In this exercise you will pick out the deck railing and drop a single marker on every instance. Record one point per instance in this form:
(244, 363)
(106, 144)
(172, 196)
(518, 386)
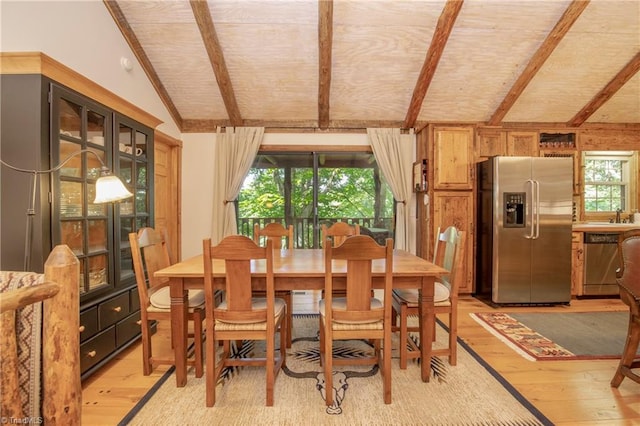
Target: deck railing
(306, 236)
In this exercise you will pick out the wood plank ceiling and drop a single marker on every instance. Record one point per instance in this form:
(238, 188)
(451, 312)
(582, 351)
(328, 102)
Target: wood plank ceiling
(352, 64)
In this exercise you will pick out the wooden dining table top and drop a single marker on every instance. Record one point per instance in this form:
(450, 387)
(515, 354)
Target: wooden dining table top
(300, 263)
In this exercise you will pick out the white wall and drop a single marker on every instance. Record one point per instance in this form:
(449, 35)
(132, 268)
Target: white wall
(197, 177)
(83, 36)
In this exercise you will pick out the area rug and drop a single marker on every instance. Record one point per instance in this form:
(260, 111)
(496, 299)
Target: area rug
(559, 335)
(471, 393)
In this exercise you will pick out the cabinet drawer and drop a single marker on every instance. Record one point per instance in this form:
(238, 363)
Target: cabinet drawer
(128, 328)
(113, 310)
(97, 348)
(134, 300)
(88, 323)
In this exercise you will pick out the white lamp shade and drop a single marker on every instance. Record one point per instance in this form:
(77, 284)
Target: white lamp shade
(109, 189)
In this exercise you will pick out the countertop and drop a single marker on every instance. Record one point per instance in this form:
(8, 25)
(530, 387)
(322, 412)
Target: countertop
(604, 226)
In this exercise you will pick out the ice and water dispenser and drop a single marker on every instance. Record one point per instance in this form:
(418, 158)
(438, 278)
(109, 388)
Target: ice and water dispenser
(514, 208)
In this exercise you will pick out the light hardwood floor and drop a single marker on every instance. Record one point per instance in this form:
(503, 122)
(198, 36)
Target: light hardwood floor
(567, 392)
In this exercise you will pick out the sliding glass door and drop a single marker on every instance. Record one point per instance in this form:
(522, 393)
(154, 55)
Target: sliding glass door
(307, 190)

---

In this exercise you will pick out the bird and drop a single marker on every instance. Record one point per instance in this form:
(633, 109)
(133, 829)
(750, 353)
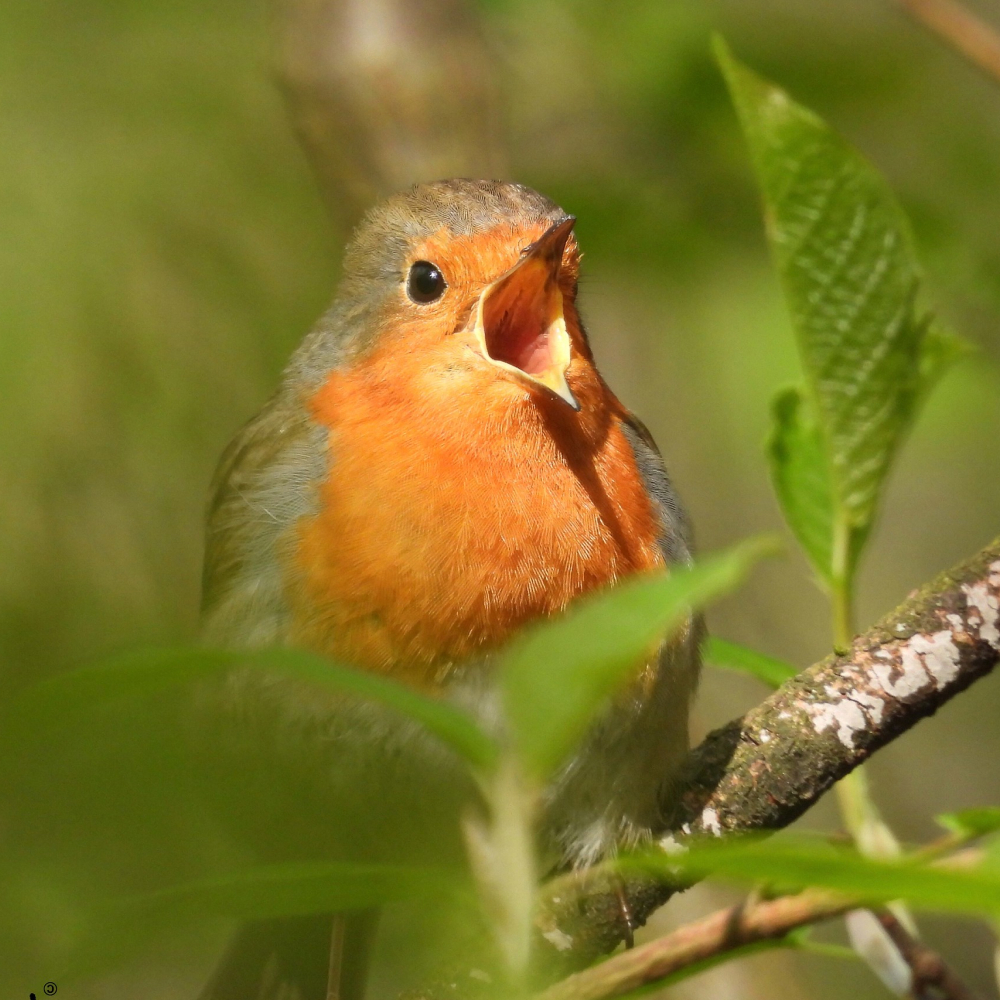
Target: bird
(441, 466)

### [Do this]
Report each line of the records that contains the word "dispenser", copied in full. Only matches in the same case count.

### [The solution]
In this exercise you will pick out the ice and water dispenser and drop a single marker on every instance. Record one point per instance in this form:
Target: ice and water dispenser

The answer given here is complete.